About this task >> Within the listing below, please show every line carrying the string "each".

Stored data >>
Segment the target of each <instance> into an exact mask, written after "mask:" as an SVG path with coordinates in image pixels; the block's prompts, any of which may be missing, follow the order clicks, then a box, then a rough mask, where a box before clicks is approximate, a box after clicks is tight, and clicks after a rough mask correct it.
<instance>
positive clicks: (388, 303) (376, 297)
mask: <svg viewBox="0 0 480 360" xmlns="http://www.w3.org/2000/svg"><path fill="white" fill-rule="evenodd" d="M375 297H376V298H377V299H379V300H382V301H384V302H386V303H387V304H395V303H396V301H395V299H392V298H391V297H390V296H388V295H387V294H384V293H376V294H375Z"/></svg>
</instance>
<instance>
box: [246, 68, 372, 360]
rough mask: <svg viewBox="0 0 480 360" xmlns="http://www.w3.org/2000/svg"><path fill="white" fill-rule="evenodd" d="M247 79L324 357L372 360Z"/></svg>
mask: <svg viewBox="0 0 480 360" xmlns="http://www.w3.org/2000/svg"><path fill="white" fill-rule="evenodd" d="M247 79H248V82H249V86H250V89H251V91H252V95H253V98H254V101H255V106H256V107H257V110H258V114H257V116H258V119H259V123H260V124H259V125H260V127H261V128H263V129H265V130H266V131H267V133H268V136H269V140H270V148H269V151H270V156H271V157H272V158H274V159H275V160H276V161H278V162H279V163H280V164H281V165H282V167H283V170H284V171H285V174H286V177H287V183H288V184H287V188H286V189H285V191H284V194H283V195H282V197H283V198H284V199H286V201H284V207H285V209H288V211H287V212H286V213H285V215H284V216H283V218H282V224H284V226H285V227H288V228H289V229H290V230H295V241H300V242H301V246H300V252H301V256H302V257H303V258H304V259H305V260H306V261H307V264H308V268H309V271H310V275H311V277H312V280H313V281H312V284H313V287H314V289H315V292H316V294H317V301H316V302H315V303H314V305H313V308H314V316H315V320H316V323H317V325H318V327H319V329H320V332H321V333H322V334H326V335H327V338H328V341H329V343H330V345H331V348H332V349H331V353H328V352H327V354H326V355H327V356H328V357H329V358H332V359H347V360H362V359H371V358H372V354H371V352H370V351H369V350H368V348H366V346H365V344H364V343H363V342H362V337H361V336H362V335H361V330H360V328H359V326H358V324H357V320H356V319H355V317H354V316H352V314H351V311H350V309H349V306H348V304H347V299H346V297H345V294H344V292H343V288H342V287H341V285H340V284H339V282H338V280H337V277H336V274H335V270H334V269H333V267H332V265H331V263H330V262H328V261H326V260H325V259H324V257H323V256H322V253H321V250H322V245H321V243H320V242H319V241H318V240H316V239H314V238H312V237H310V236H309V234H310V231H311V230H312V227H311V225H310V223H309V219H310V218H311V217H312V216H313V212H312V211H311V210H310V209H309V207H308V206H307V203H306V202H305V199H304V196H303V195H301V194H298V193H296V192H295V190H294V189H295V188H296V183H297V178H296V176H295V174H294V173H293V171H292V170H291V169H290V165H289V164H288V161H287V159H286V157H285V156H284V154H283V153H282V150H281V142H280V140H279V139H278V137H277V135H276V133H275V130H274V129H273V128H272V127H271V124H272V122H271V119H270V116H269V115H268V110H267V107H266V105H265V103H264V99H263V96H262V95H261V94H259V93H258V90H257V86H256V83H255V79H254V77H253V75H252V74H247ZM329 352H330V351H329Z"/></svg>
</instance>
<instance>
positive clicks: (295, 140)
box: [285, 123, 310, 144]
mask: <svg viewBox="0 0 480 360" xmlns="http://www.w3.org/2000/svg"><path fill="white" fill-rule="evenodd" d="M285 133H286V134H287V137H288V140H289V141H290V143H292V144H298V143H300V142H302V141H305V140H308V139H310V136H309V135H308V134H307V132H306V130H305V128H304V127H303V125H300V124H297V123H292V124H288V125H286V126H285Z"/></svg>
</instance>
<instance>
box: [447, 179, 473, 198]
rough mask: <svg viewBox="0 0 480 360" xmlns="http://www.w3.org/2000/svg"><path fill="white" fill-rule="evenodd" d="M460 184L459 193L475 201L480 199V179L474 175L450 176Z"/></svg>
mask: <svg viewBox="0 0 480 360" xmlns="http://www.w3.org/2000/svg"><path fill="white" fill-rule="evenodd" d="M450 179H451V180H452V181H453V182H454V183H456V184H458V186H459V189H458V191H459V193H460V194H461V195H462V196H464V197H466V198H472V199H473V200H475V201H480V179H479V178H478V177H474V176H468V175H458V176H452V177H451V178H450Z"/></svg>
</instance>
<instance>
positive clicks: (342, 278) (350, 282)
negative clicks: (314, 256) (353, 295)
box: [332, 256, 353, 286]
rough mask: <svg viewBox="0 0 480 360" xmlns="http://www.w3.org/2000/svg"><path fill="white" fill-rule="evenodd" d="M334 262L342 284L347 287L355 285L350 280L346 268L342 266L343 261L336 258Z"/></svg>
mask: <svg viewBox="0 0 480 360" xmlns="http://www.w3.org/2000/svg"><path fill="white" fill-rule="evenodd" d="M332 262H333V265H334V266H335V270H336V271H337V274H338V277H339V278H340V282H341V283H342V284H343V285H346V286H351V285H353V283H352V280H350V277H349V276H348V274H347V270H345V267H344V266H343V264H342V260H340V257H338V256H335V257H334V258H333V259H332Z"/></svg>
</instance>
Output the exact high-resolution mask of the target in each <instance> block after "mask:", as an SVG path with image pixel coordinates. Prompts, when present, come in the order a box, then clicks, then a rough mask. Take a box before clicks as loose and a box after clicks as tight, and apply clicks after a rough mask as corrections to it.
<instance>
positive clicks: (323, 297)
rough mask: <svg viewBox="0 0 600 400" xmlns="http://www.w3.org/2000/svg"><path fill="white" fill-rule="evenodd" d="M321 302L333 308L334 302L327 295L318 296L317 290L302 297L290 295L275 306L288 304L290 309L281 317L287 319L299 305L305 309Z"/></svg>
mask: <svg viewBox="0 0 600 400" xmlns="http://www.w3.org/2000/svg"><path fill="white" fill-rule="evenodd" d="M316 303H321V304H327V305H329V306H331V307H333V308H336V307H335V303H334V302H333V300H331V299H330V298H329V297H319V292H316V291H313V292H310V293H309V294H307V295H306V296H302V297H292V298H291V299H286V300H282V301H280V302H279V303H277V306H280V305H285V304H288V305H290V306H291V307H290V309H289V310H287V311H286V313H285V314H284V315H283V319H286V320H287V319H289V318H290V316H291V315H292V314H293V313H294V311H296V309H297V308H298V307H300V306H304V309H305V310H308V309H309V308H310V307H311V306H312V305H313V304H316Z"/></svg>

Answer for this exercise >>
Segment the target of each <instance> into an exact mask, written after "mask:" as an SVG path with coordinates in image pixels; the block's prompts, any of which may be missing, follow the order clicks, then a box, then a rough mask, where a box before clicks is approximate, a box after clicks is tight, and clicks after a rough mask correct it.
Output the exact high-resolution mask of the target in each <instance> block after "mask:", as an SVG path with image pixel coordinates. Prompts, when present, come in the order a box, then clicks, then a rough mask. Take a box before clicks as loose and a box after clicks as tight, and apply clicks after a rough mask as corrections to it.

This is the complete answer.